CONSIGNAS DEL EJERCICIO:
a: Reescribe el tramo del texto citado que va desde "Y me echaba" hasta "que éstas sean." y reemplaza "marcha" por "manifestación".
b: Resume el texto citado en tres oraciones.
c: Responde brevemente, según el texto citado:
(i) ¿Con qué instrumentos retumbaba el pueblo al paso del desfile?
(ii) ¿De quiénes es la causa que reivindican los obreros y trabajadores?
(iii) ¿Qué impide la policía?

TEXTO CITADO:
#####

Más tarde, volvía a asomarme a la ventana y veía pasar a señores que descargaban
camiones de azúcar, de sal, de cemento, de cosas pesadas, y veía secretarias,
profesoras, enfermeras, que marchaban sin mirar a los lados, con un orgullo
que no podía entender, mientras los niños anunciaban: "Ahí va la tía Lila".
El pueblo retumbaba con el sonido de los tambores y las cornetas, al paso
del desfile, lleno de una energía reservada sólo para los días de fiesta.
Y me echaba en la cama, a seguir leyendo, con la conciencia tranquila
de quien sabe que ese día no hay que ir a la escuela.
1975
Obreros y trabajadores unidos revindican la causa de los Héroes de Chicago,
en una marcha que exige mejores salarios (siempre muy atrás de los precios),
derechos hasta hoy desconocidos, reconocimiento de las demandas sindicales,
cualesquiera que éstas sean.
La policía impide que se organice un desfile paralelo al del gobierno,
en el que participarían organizaciones y sindicatos independientes. Algunas
de las demandas, que alcancé a ver escritas en cartulina de colores, son
que termine la explotación, abajo la imposición sindical, muera la corrupción,
viva el país.

#####

ÍTEMS:
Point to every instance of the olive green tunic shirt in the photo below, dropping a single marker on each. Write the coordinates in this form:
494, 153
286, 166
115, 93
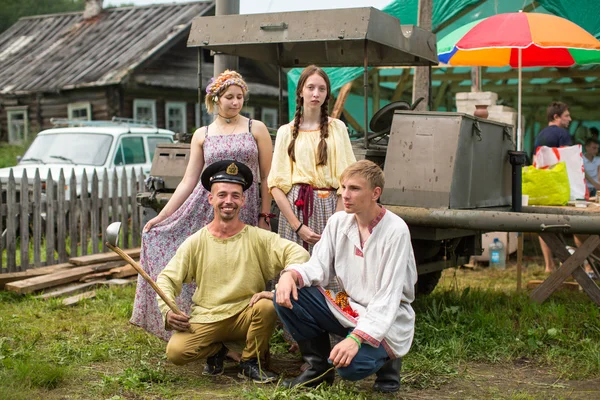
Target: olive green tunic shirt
228, 272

#####

SOLUCIONES:
a:
Y me echaba en la cama, a seguir leyendo, con la conciencia tranquila
de quien sabe que ese día no hay que ir a la escuela.
1975
Obreros y trabajadores unidos revindican la causa de los Héroes de Chicago,
en una manifestación que exige mejores salarios (siempre muy atrás de los precios),
derechos hasta hoy desconocidos, reconocimiento de las demandas sindicales,
cualesquiera que éstas sean.

b: Desde la ventana, quien narra ve pasar a hombres que descargaban camiones y a secretarias, profesoras y enfermeras que marchaban con un orgullo que no podía entender, mientras el pueblo retumbaba con tambores y cornetas. Luego se echaba en la cama a seguir leyendo, con la conciencia tranquila porque ese día no había escuela. En 1975, obreros y trabajadores marchan por la causa de los Héroes de Chicago y exigen mejores salarios, derechos y el reconocimiento de sus demandas sindicales, mientras la policía impide un desfile paralelo de organizaciones y sindicatos independientes.

c:
(i) Con los tambores y las cornetas.
(ii) De los Héroes de Chicago.
(iii) Que se organice un desfile paralelo al del gobierno.